The poor passenger traffic dashed the hopes of several operators who recorded a reasonable amount of passenger traffic on July 8.
Air Peace had recorded 112 passengers on its first flight that took place July 8 while Arik Air had about 80 passengers.
Since then, however, some carriers have had to fly with passengers ranging from 34 to 53. On a particular flight, an airline flew as low as 10 passengers.
Experts, who spoke with our correspondent, said airlines would continue to record low passenger traffic as an aftermath of the pandemic which brought a decline in businesses.
They said as long as there were little businesses to transact, the load factor would remain low. The poor patronage would persist till the end of 2020, they predicted.
An aviation security consultant, Captain John Ojikutu, said most of the regular passengers and businessmen frequenting Lagos and Abuja were no longer flying.
He said, “It is very obvious that since the economy is down, the people to activate that economy must be down.”
Ojikutu said the flights shot up on the first day of resumption because people were stranded and noted that air traffic would be down for the next two years.

*Data*.
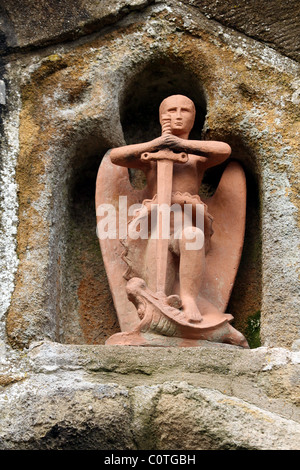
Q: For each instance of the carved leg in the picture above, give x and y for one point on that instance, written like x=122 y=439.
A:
x=191 y=270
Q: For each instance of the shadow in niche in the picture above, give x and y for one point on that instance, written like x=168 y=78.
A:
x=140 y=100
x=88 y=312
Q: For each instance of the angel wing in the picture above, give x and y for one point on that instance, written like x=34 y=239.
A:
x=228 y=208
x=112 y=182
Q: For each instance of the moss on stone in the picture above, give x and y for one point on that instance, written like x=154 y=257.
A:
x=253 y=330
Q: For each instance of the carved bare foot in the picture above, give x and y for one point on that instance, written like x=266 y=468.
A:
x=191 y=311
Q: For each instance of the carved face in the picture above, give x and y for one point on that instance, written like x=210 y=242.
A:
x=181 y=112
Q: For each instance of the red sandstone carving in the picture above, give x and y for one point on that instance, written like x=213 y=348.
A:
x=169 y=294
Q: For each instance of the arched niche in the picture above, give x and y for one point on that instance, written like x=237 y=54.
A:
x=87 y=314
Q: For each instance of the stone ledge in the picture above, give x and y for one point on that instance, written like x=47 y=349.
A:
x=118 y=397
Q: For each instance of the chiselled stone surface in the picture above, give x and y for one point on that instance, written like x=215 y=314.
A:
x=73 y=99
x=99 y=397
x=64 y=108
x=34 y=24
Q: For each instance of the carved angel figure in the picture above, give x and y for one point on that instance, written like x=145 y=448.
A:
x=173 y=289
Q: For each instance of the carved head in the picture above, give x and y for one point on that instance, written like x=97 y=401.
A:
x=180 y=111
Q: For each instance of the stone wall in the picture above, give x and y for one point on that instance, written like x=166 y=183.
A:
x=75 y=76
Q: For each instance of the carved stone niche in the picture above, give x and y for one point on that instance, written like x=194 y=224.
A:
x=77 y=105
x=139 y=105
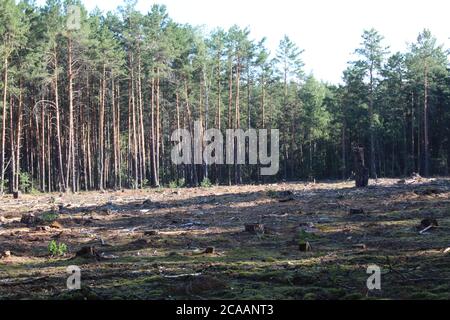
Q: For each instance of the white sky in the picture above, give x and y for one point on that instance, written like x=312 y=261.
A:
x=328 y=30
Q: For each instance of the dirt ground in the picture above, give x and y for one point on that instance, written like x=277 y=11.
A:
x=192 y=243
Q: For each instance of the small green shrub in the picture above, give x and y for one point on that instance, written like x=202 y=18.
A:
x=206 y=183
x=173 y=185
x=25 y=182
x=49 y=216
x=181 y=183
x=272 y=193
x=57 y=249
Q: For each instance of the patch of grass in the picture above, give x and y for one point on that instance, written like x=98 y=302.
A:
x=57 y=249
x=49 y=216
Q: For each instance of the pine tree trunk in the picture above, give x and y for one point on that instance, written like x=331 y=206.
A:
x=5 y=93
x=425 y=125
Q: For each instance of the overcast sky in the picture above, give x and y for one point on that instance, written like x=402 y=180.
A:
x=328 y=30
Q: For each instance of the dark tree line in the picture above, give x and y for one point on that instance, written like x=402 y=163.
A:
x=93 y=107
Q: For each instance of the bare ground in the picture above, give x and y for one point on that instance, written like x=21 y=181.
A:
x=150 y=244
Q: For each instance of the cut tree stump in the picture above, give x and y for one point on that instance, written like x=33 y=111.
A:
x=254 y=228
x=305 y=247
x=361 y=171
x=87 y=253
x=209 y=250
x=356 y=211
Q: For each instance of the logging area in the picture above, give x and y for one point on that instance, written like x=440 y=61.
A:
x=245 y=242
x=88 y=105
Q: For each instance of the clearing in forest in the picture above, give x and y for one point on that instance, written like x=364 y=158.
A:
x=193 y=243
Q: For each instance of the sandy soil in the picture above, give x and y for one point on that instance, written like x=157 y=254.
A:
x=192 y=243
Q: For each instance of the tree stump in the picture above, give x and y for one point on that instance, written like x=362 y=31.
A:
x=254 y=228
x=361 y=171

*Instructions for the task*. List every passenger figure given in the passage on airline passenger traffic, and say which flight or carriers each one describes.

*Solution to this problem*.
- 112 passengers: Air Peace's first flight on July 8
- About 80 passengers: Arik Air
- 34 to 53 passengers: the range some carriers have had to fly with since then
- As low as 10 passengers: one particular flight by an unnamed airline